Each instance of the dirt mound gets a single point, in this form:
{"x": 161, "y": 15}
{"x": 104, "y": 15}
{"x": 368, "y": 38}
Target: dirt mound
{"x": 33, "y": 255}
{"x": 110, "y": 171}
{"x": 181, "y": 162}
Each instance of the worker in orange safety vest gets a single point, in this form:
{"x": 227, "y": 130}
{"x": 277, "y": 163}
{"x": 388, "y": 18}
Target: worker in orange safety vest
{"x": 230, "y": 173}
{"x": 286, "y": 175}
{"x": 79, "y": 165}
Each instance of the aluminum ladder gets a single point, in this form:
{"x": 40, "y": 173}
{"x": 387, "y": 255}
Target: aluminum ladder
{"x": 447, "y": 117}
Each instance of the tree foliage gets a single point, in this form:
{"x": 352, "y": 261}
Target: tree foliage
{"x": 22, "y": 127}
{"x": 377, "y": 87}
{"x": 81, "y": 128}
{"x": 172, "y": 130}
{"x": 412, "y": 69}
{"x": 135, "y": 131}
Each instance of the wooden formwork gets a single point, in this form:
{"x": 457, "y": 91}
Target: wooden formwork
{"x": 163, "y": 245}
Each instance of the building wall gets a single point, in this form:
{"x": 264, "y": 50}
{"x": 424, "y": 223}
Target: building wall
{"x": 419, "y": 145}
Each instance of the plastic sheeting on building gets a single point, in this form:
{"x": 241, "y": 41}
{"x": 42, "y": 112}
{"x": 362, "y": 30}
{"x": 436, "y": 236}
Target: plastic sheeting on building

--- --- ---

§ DIRECTIONS FOR THIS TASK: Copy every line of the data above word for word, with nothing changed.

§ ANSWER:
Each instance of the dirt mound gets a single point, in this form:
{"x": 161, "y": 15}
{"x": 104, "y": 15}
{"x": 368, "y": 38}
Target: dirt mound
{"x": 33, "y": 255}
{"x": 110, "y": 171}
{"x": 181, "y": 162}
Each instance of the worker in orange safety vest gets a single point, in this form:
{"x": 227, "y": 130}
{"x": 277, "y": 163}
{"x": 388, "y": 18}
Target: worker in orange safety vest
{"x": 230, "y": 173}
{"x": 286, "y": 175}
{"x": 79, "y": 165}
Each instance of the aluminum ladder gets a single point, in this form:
{"x": 40, "y": 173}
{"x": 387, "y": 255}
Target: aluminum ladder
{"x": 447, "y": 117}
Each instance of the tree foliage gets a single point, in this form:
{"x": 352, "y": 261}
Target: tree foliage
{"x": 22, "y": 127}
{"x": 377, "y": 87}
{"x": 81, "y": 128}
{"x": 172, "y": 130}
{"x": 412, "y": 69}
{"x": 135, "y": 131}
Each instance of the wooden formwork gets a single point, in this form:
{"x": 457, "y": 91}
Target: wooden formwork
{"x": 163, "y": 245}
Each instance of the building wall gets a single point, in this form:
{"x": 264, "y": 50}
{"x": 424, "y": 223}
Target: building wall
{"x": 419, "y": 145}
Each instance of the plastic sheeting on building gets a single point, in this form:
{"x": 241, "y": 41}
{"x": 42, "y": 112}
{"x": 362, "y": 30}
{"x": 436, "y": 236}
Target: plastic sheeting on building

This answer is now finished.